TASK: Your output should repeat the entries below exactly. It should contain no images.

DATA:
*** Block opens ***

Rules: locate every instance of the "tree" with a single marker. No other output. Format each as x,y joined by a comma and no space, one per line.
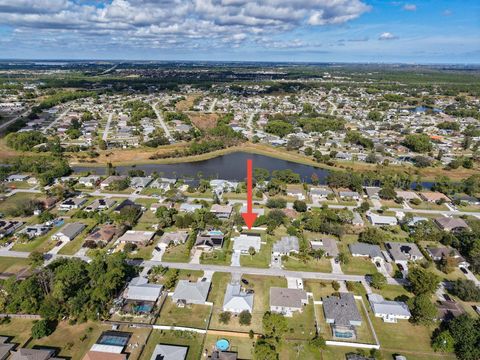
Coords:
422,309
35,258
466,334
300,206
443,341
225,317
378,280
274,325
41,328
245,318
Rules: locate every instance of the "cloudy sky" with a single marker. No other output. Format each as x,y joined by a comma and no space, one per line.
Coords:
423,31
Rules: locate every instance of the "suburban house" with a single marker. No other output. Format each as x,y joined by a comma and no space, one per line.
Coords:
244,242
439,253
140,182
403,252
8,227
221,211
100,204
433,196
139,290
189,208
381,220
209,240
175,238
372,192
451,224
328,245
140,238
110,180
102,235
236,300
342,314
69,232
285,246
287,301
72,203
89,181
33,231
169,352
349,195
187,292
389,311
373,252
318,194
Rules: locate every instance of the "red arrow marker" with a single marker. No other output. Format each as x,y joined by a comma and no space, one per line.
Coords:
249,216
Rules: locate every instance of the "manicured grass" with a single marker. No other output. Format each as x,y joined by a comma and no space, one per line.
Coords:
13,265
242,345
177,253
18,329
180,338
359,266
302,325
73,340
322,265
195,316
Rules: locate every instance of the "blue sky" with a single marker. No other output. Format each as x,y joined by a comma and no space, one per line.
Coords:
427,31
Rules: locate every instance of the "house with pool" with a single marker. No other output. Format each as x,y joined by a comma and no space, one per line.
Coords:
342,314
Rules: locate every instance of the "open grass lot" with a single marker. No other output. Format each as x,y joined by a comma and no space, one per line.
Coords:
181,338
13,265
301,326
322,265
242,345
73,341
359,266
18,329
294,349
195,316
11,202
177,253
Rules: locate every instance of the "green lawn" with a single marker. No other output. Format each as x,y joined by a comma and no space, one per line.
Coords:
195,316
181,338
73,340
322,265
242,345
13,265
177,253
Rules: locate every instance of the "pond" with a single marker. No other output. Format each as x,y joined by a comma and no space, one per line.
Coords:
229,167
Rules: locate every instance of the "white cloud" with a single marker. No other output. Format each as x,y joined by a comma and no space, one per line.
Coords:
387,36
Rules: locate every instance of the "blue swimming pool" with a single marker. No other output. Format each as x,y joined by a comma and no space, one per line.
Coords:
222,344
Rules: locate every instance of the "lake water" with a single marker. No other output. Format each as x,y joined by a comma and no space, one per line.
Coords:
228,167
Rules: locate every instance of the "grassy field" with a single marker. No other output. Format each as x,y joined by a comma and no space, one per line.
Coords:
242,345
73,341
13,265
195,316
322,265
180,338
177,253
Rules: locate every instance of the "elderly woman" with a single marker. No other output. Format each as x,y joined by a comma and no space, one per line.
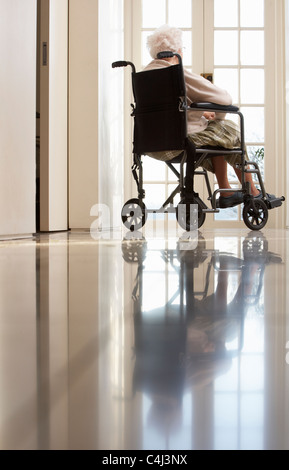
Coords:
203,129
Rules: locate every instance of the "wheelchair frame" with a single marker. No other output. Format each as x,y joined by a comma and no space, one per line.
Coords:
255,211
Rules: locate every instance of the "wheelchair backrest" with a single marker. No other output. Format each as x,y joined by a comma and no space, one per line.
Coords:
159,122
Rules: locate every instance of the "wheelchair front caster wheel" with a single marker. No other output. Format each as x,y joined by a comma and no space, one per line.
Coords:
255,214
190,215
134,215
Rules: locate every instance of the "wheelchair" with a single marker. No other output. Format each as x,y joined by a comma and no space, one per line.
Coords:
160,123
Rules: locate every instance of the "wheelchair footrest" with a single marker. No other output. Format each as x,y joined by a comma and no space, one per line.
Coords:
273,203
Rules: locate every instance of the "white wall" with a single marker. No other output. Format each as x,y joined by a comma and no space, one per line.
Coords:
17,116
95,110
111,109
83,111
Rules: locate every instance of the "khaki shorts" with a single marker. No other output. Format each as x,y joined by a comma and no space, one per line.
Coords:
224,134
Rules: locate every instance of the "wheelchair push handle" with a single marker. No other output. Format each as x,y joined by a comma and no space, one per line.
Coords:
123,63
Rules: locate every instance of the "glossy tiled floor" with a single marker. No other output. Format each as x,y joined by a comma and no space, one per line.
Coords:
152,343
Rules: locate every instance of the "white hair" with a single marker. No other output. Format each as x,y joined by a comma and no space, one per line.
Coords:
165,38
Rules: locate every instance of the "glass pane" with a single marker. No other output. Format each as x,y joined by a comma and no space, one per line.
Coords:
226,48
228,79
153,170
155,20
252,48
254,124
252,86
226,13
252,13
180,13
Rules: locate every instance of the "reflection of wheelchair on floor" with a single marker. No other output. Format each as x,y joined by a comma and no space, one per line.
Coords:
160,123
194,337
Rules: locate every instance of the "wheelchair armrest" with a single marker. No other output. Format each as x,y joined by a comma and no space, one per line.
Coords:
215,107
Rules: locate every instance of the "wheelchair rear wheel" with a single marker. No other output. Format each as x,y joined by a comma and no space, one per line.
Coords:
134,215
255,214
187,217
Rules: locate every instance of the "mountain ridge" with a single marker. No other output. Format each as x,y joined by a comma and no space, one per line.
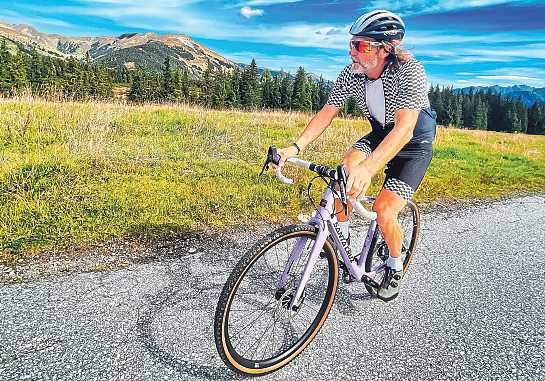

*** Block closes ***

RESPONSE AREA:
Rules: locate every instance of the "tree" with a single marker. No other output. Format each as x,y joined by a comma and no space, one per line.
Coords:
422,309
35,258
466,334
300,206
443,341
225,317
378,280
274,325
41,328
245,318
Rules: locate every instance of the "cloudy sky" with a single marker. No other output. Format each as x,y joined by a comma and no space, one per line.
Coords:
423,31
Rules: locate every instance of the "suburban house" with a single marker. No other output. Format each as x,y joined by a comma and no space, one per line.
Coords:
244,242
439,253
140,182
403,252
8,227
221,211
100,204
433,196
139,290
189,208
381,220
209,240
175,238
372,192
451,224
328,245
140,238
110,180
102,235
236,300
342,314
69,232
285,246
287,301
72,203
89,181
33,231
169,352
349,195
187,292
389,311
373,252
318,194
Rules: locate every instance of the "red arrow marker" with a single marker. No other output. Format each as x,y joined by a comma and no space, one per line.
Coords:
249,216
Rules: locate every instance of the "manicured grass" with a single marker. No other output. Format each as x,y joined by a comma and no space, one per line.
Coords:
13,265
242,345
177,253
18,329
180,338
359,266
302,325
73,340
322,265
195,316
Rules: locate every instance of the "blue sky" with a single marker. No other output. Format each as x,y joined by a comma and no space, one per line.
Coords:
427,31
Rules: locate every instance of the "house with pool" with a single marker. No other output. Format each as x,y joined by a comma and no space, one per line.
Coords:
342,314
Rules: locate every instance of the "open grass lot" with a single marker. No other output. Format each as x,y joined by a comma and no space, one per line.
Coords:
181,338
13,265
301,326
322,265
242,345
73,341
359,266
18,329
294,349
195,316
11,202
177,253
Rules: locate every instance of the "green lawn" with a single marker. No other output. Format each as x,y joined by a comma and no space, one per line.
Coords:
195,316
181,338
73,340
322,265
242,345
13,265
177,253
Rules: locate every instance of the "pond" with a single marker. No other output. Format each as x,y joined by a comma and no space, one per line.
Coords:
229,167
Rules: locate every instance of the "white cloud" with a single marker. No other output. Format each as x,y joined by a comma and no space, one per line.
Coords:
387,36
Rules: locate every instance of the "blue swimming pool" with a single marker. No other output. Format each as x,y joined by a comma and no space, one per line.
Coords:
222,344
Rules: locate every instance of the "lake water" with a single marker. No other output. Format each as x,y joined by a comma and no space, one per line.
Coords:
228,167
Rules: locate every instance of the "grassy field" with a single marker. No other output. Format each as x,y joined by a comma and no space, one per line.
Coords:
242,345
73,341
13,265
195,316
322,265
180,338
177,253
Rules: locate every instance of the "elderly woman" with a single marker. No other output. Format each as x,y joined by a comma and no space, one per line.
Coords:
203,129
Rules: locate every instance of the "wheelchair frame" with a single marker. No other output. Format each as x,y joined by a comma and no space, one per line.
Coords:
255,211
Rules: locate every instance of the "wheelchair backrest" with a single marker. No other output. Format each as x,y joined by a comma and no space, one per line.
Coords:
159,122
Rules: locate every instance of the "wheelchair front caster wheel" with a single marker. No other output. Format each as x,y joined by a comma and no space, one per line.
Coords:
255,214
190,215
134,215
Rules: locate every instance of the "wheelchair" with a single marker. No other output. Format each as x,y joined by a comma and no space, one per line.
Coords:
160,123
Rules: locate every instance of the "wheelchair footrest" with a single marker. No other output. Format each as x,y joined by a comma and no space, one per line.
Coords:
273,203
Rules: locate every instance of the "white wall" with a single marker. No other output. Format each as x,y joined by a comma and no space, one per line.
Coords:
17,116
95,110
111,109
83,111
Rules: locate every instance of the "khaki shorts" with a single marker. No other output. Format each as x,y joined by a comma and no space, one per line.
Coords:
224,134
Rules: locate every instance of the "wheelchair push handle" with a single marker. No other output. Format each as x,y joined by a comma and no space, one per line.
Coords:
123,63
Rules: locate every instance of the "glossy tiled floor" with a single marker. No other output. Format each as x,y joined by a comma and no space, one per line.
Coords:
152,343
Rules: locate every instance of the "white hair" with a single marker. No other output. Format each as x,y joined by a comma and no space, one per line.
Coords:
165,38
Rules: locate every instance of the "glass pane" with a single marker. No other output. Format each as x,y joined by a comma and no space, one per line.
Coords:
226,48
228,79
153,170
155,20
252,48
254,124
252,86
226,13
252,13
180,13
Rules: locate every instance of the "reflection of wheelchair on floor" with a single marker. No other output. Format each as x,y joined by a comma and no space, one per line.
Coords:
160,123
194,337
Rules: locate every instance of the "wheelchair armrest" with a single marker. No other output. Format each as x,y joined by a comma and no space, one per line.
Coords:
215,107
Rules: locate every instance of the "wheelchair rear wheel" with a single marker. No other output. Format each as x,y joined by a comma and no space, one per line.
Coords:
134,215
255,214
187,217
Rules: locate every instance of the "mountain ridge" with a single marker. No other output. Format each as x,y joined by a comma and no space, one per line.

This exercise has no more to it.